***** EXCERPTED DATA *****
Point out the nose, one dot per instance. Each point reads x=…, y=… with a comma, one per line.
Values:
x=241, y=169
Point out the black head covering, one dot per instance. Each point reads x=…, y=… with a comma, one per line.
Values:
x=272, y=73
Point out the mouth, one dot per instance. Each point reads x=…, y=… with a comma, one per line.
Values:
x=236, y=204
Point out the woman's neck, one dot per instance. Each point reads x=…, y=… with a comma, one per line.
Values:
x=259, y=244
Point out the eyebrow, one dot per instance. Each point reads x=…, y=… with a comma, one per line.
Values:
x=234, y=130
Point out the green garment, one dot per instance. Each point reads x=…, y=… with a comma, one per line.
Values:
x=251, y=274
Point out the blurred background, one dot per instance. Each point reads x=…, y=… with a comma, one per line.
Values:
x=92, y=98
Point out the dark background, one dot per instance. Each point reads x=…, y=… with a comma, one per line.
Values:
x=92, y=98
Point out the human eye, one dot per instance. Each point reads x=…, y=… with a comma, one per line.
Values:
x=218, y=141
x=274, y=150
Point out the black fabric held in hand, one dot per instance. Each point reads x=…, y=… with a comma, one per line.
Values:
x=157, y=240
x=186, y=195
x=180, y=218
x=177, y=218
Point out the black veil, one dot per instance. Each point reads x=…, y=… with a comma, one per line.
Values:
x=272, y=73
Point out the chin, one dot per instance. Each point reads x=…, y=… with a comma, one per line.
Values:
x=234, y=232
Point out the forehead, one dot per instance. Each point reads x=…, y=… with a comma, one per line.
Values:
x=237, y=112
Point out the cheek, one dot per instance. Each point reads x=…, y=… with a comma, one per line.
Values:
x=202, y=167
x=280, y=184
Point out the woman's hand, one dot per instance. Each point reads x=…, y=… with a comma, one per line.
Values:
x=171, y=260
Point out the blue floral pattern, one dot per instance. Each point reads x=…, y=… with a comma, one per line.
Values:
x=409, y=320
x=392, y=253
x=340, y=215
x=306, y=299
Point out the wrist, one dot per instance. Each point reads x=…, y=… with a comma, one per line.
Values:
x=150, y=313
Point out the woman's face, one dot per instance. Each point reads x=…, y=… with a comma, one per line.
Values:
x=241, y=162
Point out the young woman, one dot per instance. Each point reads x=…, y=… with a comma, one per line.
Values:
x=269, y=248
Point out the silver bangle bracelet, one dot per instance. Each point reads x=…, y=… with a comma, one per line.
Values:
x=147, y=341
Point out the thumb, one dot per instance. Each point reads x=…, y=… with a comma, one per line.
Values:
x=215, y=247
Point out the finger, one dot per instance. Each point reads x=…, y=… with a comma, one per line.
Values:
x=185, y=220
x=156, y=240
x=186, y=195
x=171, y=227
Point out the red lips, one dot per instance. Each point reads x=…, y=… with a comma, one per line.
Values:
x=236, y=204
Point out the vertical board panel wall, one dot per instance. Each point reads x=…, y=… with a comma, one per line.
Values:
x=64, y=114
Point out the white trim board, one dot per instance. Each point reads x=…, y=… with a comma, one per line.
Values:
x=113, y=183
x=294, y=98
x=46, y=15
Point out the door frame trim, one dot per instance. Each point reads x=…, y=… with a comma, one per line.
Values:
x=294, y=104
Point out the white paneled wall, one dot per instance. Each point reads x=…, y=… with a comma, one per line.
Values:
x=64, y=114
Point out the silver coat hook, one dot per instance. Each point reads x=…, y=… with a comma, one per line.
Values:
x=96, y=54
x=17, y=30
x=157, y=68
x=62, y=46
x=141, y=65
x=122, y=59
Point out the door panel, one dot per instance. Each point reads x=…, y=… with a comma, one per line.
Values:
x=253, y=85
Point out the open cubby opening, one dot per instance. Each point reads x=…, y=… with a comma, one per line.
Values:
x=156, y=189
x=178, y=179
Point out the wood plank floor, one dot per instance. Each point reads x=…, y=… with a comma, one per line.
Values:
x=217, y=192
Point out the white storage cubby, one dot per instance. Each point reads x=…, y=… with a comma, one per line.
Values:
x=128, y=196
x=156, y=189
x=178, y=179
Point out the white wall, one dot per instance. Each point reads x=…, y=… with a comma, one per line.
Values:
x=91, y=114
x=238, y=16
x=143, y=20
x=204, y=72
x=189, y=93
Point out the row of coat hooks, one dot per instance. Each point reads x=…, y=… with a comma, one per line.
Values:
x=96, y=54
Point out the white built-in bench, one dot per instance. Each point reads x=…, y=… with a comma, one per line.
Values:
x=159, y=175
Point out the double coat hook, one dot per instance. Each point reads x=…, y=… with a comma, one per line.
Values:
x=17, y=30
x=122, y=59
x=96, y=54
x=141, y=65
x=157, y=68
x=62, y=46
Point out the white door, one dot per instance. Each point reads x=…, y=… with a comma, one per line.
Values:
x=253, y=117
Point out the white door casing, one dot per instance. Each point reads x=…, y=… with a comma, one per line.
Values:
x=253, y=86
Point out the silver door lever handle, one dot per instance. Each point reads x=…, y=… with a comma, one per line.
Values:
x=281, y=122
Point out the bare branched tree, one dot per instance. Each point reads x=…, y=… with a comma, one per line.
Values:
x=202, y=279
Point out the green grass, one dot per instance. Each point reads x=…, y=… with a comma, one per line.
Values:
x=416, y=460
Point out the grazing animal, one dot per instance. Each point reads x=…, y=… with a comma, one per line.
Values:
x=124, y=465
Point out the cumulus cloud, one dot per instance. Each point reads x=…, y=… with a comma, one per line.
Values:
*****
▸ **WHAT YOU SHOULD DO**
Take the lines of the listing above from the line containing "Point out the green grass, one" through the end of the listing, and arrange them as a JSON list of strings with one string per line, omitting blank lines.

▸ **EXERCISE RESPONSE**
[
  "Point out the green grass, one dot per instance. Each point reads x=…, y=… with a comma, one per line.",
  "Values:",
  "x=416, y=460",
  "Point out the grazing animal, one dot per instance. Each point reads x=…, y=… with a comma, one per line.",
  "Values:",
  "x=124, y=465",
  "Point out the cumulus cloud, one dot per instance. Each point reads x=…, y=… with a comma, one per line.",
  "Values:"
]